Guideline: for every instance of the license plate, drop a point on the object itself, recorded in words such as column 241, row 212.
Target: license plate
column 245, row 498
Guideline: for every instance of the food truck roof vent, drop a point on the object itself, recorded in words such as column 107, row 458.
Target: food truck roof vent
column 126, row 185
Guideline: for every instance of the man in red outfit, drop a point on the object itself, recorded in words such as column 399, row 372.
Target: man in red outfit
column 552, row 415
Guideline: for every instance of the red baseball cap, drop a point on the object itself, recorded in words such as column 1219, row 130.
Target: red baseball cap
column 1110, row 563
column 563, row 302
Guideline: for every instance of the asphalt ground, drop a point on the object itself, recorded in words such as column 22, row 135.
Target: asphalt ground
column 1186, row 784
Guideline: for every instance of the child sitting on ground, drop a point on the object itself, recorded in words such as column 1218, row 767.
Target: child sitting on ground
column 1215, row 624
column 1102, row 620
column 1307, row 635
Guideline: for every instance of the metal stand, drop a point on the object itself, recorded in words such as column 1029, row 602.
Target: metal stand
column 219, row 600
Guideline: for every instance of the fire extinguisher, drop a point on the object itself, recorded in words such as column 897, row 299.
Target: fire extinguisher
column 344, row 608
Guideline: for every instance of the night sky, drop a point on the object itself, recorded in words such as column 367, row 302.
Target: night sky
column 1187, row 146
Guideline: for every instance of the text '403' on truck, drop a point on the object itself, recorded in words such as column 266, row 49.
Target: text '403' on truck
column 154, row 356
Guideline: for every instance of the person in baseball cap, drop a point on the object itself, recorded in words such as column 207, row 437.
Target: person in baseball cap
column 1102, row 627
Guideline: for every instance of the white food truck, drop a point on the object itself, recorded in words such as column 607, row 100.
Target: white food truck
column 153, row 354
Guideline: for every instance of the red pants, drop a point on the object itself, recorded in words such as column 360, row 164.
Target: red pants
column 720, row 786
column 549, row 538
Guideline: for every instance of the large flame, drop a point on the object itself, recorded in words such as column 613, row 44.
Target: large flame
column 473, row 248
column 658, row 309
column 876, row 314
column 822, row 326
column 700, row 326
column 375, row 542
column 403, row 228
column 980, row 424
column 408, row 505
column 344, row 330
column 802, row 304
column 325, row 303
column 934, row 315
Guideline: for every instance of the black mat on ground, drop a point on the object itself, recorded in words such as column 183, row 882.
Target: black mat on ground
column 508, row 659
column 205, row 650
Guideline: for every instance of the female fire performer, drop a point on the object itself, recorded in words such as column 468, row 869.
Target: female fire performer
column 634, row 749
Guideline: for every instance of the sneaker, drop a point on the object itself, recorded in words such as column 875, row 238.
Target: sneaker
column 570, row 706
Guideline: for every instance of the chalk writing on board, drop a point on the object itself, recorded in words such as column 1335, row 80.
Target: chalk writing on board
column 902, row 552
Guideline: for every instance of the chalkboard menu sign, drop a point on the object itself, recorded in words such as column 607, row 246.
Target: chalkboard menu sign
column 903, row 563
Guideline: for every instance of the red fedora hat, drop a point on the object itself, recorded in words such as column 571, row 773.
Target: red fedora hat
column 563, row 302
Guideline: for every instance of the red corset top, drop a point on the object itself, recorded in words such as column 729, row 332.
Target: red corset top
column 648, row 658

◆ EXERCISE INSTRUCTIONS ◆
Convert every line of the listing above into a JSON list of strings, one string per line, omitting any blank lines.

◆ EXPECTED OUTPUT ◆
[
  "Guideline: for every instance of the license plate, drop a point on the object itself, recorded in words such as column 241, row 212.",
  "Target: license plate",
  "column 245, row 498",
  "Guideline: for every instance of the food truck roof vent, drop a point on the object itself, recorded in words such as column 107, row 458.",
  "Target: food truck roof vent",
  "column 126, row 185",
  "Guideline: for every instance of the man in red outfit, drop a point on the object itself, recorded in words such as column 399, row 372.",
  "Target: man in red outfit",
  "column 552, row 415",
  "Guideline: for every instance of the red baseball cap, drop a point on the object itself, recorded in words such as column 1219, row 130.",
  "Target: red baseball cap",
  "column 1110, row 563",
  "column 563, row 302",
  "Guideline: for every instance of the asphalt ground, drop a point on the object itself, recorded in words such as column 22, row 135.",
  "Target: asphalt ground",
  "column 1186, row 784",
  "Guideline: for every instance of the child sitting on ground, drop a point on the object itself, recorded in words such as column 1218, row 767.",
  "Target: child sitting on ground",
  "column 1215, row 624",
  "column 1102, row 620",
  "column 1307, row 635",
  "Guideline: for every instance of the metal stand, drop a point on the object itself, recorded in words such as column 1029, row 602.",
  "Target: metal stand",
  "column 219, row 600",
  "Guideline: for every instance of the fire extinguisher, drop a point on the object itself, recorded in words such as column 897, row 299.",
  "Target: fire extinguisher",
  "column 344, row 608",
  "Guideline: for every instance of the night sky, drop a point on the object itself, recorded in words such as column 367, row 302.",
  "Target: night sky",
  "column 1187, row 146",
  "Guideline: for every instance of the text '403' on truck, drop a point on the object itself, recorded in words such as column 266, row 49.",
  "Target: text '403' on truck",
  "column 154, row 356",
  "Guideline: for every instance of the person in baseball cap, drop a point on the object itself, recorded in words such as column 207, row 437.",
  "Target: person in baseball cap",
  "column 1102, row 627",
  "Guideline: for every instance of the white food truck, drop a point on the object itself, recorded in words such as column 607, row 100.",
  "Target: white food truck",
  "column 153, row 354",
  "Guideline: for every instance of the red pants, drop a point on the object itself, recorded in words such as column 360, row 164.",
  "Target: red pants",
  "column 720, row 786",
  "column 549, row 538",
  "Guideline: for every instance of the large flame, drop a point on the object itself, recorded in words such as column 613, row 44.",
  "Target: large flame",
  "column 473, row 248",
  "column 658, row 309",
  "column 876, row 314",
  "column 822, row 326",
  "column 700, row 326",
  "column 375, row 542",
  "column 403, row 228",
  "column 980, row 424",
  "column 408, row 505",
  "column 344, row 330",
  "column 802, row 304",
  "column 325, row 303",
  "column 934, row 315",
  "Guideline: for every instance of the black mat on ground, drop a point on the object itself, recorded in words such as column 183, row 882.",
  "Target: black mat on ground",
  "column 508, row 659",
  "column 205, row 650",
  "Guideline: for every instance of the female fire performer, drop a point on the object itself, recorded in words such as column 468, row 869.",
  "Target: female fire performer",
  "column 634, row 749",
  "Guideline: for every instance of the sneaker, drop a point on the object itself, recorded in words such as column 875, row 238.",
  "Target: sneaker",
  "column 570, row 706",
  "Guideline: for every instance of the chalk writing on board, drop a point on the object itself, recorded in words such as column 1335, row 80.",
  "Target: chalk writing on board",
  "column 902, row 552",
  "Guideline: for every instance of the chalkboard menu sign, drop a point on the object itself, recorded in words such as column 607, row 246.",
  "Target: chalkboard menu sign",
  "column 903, row 563",
  "Guideline: for every instance of the red fedora hat, drop a point on the object itself, recorded in words such as column 571, row 773.",
  "Target: red fedora hat",
  "column 563, row 302",
  "Guideline: for every instance of the red corset top, drop a point on the object itself, recorded in words such as column 729, row 332.",
  "Target: red corset top",
  "column 648, row 658"
]